▸ **SUPPLIED DATA**:
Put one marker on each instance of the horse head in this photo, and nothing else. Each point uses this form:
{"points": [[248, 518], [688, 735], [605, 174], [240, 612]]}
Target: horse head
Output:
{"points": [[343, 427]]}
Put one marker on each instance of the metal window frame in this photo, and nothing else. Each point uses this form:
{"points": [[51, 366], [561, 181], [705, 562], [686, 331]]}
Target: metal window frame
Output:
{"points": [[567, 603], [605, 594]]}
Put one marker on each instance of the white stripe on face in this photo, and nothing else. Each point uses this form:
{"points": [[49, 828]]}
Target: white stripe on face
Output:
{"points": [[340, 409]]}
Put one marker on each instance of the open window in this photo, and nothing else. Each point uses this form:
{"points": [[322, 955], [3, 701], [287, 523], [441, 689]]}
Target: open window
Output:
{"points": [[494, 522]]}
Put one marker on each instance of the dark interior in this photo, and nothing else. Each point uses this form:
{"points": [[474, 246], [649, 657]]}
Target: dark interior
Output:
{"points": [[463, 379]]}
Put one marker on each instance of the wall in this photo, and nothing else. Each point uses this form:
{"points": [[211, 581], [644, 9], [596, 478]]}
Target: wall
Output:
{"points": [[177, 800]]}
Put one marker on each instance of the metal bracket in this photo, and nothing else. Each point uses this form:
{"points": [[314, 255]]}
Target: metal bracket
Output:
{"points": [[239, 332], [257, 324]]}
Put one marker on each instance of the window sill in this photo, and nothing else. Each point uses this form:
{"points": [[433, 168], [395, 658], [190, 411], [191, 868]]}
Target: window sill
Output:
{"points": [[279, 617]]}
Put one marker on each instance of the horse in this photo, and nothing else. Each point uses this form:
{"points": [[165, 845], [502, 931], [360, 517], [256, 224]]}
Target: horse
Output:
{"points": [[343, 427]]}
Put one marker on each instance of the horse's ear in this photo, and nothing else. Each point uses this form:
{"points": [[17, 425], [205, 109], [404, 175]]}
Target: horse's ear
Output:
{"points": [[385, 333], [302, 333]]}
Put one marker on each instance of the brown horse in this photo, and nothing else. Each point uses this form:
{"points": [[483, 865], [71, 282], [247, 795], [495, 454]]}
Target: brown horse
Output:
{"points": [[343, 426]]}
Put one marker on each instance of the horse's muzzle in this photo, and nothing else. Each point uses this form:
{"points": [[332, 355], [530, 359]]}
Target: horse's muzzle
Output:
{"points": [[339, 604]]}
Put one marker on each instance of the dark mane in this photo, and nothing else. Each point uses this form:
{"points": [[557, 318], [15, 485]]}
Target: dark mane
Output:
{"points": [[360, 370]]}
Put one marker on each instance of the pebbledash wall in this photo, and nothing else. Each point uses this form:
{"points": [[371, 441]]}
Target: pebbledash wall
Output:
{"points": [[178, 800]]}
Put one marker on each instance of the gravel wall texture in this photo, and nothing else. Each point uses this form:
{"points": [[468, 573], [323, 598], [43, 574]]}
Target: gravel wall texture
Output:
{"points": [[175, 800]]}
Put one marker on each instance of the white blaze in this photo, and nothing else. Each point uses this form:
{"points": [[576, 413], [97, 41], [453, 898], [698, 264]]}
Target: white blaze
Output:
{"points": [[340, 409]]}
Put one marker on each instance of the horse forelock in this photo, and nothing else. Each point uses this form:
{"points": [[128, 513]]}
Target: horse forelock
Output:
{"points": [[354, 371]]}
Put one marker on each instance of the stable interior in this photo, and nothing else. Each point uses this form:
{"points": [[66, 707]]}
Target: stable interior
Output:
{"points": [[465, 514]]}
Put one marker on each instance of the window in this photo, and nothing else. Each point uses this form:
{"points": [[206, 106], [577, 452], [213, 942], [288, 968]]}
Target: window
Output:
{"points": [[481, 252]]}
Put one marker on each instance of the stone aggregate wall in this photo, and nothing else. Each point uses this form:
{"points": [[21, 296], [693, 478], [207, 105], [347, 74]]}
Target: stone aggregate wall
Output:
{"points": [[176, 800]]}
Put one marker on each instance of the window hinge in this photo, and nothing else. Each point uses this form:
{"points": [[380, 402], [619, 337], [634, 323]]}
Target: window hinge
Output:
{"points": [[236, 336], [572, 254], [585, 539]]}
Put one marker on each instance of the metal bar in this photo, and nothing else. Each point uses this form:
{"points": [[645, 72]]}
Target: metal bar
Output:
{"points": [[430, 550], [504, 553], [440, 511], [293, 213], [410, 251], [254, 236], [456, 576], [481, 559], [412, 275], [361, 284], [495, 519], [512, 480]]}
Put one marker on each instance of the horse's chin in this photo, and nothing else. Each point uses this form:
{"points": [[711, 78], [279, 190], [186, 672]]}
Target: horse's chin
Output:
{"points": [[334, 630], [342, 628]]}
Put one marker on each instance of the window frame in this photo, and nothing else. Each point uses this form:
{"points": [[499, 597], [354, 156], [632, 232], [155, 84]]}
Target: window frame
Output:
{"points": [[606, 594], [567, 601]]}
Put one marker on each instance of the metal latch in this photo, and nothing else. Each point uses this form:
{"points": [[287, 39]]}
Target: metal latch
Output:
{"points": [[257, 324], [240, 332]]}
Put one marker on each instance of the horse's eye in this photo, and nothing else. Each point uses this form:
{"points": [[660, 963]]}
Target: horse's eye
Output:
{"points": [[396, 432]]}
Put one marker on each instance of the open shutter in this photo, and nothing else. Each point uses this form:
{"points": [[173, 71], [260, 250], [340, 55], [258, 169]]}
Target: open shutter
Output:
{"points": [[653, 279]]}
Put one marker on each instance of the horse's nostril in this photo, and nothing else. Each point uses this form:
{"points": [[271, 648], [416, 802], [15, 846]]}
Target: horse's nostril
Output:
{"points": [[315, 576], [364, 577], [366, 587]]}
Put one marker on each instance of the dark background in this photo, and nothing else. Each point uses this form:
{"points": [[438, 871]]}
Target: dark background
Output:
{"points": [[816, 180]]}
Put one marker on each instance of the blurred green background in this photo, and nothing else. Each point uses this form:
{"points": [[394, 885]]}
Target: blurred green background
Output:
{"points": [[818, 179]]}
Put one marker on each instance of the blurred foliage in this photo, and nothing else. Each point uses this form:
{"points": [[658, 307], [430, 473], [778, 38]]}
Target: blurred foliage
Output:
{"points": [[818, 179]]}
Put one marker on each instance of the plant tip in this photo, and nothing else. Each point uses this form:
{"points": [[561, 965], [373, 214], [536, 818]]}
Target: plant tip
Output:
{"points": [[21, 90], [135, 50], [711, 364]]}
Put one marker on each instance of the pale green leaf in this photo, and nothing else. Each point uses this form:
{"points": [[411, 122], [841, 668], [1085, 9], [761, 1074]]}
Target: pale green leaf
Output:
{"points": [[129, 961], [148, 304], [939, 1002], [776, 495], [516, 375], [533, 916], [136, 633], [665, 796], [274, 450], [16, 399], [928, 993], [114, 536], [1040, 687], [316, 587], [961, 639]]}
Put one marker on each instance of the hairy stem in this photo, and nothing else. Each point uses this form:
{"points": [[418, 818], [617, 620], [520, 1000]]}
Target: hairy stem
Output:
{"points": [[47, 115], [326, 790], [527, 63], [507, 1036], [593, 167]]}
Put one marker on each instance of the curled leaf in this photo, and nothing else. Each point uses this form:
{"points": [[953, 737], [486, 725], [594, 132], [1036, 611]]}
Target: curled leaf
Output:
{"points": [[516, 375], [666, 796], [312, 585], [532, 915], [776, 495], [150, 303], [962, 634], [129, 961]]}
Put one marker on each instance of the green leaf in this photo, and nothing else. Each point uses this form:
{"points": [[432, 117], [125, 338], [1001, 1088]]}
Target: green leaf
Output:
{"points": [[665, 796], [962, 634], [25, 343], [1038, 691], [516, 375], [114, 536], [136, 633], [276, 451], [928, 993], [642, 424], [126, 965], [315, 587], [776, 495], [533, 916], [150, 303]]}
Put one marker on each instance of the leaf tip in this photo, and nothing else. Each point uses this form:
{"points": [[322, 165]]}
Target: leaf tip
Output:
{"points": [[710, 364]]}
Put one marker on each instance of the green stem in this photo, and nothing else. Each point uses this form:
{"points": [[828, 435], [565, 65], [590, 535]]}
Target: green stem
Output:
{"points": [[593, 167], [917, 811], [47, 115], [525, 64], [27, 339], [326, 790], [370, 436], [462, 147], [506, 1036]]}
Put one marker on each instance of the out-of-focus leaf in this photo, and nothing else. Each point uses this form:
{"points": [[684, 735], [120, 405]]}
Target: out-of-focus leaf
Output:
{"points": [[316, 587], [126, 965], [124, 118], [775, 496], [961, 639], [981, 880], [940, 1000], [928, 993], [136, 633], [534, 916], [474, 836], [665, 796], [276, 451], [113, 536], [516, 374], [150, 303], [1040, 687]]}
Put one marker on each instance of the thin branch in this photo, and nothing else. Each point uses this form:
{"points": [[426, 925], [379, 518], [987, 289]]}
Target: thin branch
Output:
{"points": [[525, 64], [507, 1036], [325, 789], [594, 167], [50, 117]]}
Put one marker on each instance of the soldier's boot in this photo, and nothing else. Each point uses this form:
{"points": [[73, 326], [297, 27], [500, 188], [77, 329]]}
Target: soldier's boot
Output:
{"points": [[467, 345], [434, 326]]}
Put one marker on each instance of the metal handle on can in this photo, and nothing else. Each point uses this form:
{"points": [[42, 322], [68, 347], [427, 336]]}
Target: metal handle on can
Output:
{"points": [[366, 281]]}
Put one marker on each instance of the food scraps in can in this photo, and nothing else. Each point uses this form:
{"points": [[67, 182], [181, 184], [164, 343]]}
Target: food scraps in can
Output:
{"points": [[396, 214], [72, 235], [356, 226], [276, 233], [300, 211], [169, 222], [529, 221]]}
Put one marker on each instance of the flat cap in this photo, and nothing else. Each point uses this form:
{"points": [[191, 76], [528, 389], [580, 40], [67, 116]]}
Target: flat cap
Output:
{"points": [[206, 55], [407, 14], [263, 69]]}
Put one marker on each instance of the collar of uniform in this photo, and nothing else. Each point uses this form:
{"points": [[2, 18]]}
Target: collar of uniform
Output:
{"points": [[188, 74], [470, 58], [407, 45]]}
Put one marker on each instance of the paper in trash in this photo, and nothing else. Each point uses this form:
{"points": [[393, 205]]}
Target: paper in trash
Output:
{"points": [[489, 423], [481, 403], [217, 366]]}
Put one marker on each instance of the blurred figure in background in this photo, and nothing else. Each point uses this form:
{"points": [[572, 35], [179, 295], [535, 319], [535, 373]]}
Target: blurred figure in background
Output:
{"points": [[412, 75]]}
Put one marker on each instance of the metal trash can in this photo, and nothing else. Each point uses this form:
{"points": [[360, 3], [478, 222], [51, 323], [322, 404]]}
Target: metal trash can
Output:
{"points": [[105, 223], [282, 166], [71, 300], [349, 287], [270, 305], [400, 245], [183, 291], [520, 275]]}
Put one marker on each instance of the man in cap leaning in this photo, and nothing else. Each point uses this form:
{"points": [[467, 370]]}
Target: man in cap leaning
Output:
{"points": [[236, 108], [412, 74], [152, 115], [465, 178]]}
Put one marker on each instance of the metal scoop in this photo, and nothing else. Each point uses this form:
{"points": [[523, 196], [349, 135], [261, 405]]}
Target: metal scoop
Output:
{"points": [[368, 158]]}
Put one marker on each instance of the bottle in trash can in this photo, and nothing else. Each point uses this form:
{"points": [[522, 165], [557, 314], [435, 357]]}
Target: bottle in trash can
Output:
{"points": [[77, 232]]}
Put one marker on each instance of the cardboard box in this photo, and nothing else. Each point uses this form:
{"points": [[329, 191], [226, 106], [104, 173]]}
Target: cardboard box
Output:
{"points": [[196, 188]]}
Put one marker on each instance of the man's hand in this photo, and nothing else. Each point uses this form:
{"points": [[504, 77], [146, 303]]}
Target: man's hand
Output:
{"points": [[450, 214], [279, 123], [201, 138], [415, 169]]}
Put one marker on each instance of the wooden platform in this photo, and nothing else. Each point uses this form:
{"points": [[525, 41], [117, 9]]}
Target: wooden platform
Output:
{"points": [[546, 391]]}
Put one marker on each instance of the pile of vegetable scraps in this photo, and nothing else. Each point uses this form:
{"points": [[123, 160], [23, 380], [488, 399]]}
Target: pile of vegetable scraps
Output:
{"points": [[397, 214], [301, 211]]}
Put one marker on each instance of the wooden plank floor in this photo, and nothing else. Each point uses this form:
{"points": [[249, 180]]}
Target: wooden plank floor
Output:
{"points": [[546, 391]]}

▸ **INSTRUCTIONS FOR THE TASK**: Rescale the records from the line containing "Put one marker on each instance of the metal trash" through the end of the records, reproducing every line in full. Multiply only the point coordinates in the answers by 0.7 and round each to a whole number, with halves rounded up, leaving all other lines unchanged.

▸ **EXERCISE SOLUTION**:
Put one marker on each instance of the metal trash can in this photo, and nothing else. Each point uses this form:
{"points": [[360, 3], [478, 222], [51, 323], [322, 404]]}
Target: metal trash can
Output:
{"points": [[74, 156], [197, 116], [50, 210], [244, 201], [189, 214], [280, 172], [128, 204], [364, 193]]}
Put one marker on each instance of the man in cap leaning in this photo, and nothing else. Each point uses this form:
{"points": [[467, 370]]}
Target: man in cap leaning
Output:
{"points": [[165, 76], [288, 52], [106, 81], [326, 125]]}
Put one marker on each instance of the metal scoop in this photo, and nothing else. Each point uses this form:
{"points": [[523, 196], [349, 135], [261, 405]]}
Target: metal scoop
Output:
{"points": [[258, 111]]}
Put one marker on each instance of the bottle in trash can in this photo, and nothing else. Each point uses this form:
{"points": [[522, 165], [557, 314], [435, 357]]}
Target: bottle in trash can
Output:
{"points": [[54, 162]]}
Put one marker on each instance of the cardboard box in this photo, and nothing else. Each point uses this form:
{"points": [[329, 191], [226, 106], [104, 173]]}
Target: cardboard box
Output:
{"points": [[137, 132]]}
Put one marker on each instance of the man's hand in this photo, and nothing else. Each point uses this form:
{"points": [[504, 77], [146, 303]]}
Target: man's hand
Output:
{"points": [[315, 150], [195, 86], [141, 97], [291, 118]]}
Put one marker on each instance of the wooden platform in this photo, and nothing else. Each point uses this form:
{"points": [[525, 41], [117, 9]]}
Target: wooden platform
Output:
{"points": [[382, 274]]}
Put one marker on each instance of the pile of vegetable scraps in this photo, and nothing else. Each point uses this form:
{"points": [[123, 160], [23, 380], [488, 399]]}
Target: pile of vegetable scraps
Output:
{"points": [[278, 150], [211, 148]]}
Put one marker on each instance of the wooden plank floor in this photo, and nothing else. Each point uses this form:
{"points": [[249, 180]]}
Target: wooden plank floor
Output:
{"points": [[382, 274]]}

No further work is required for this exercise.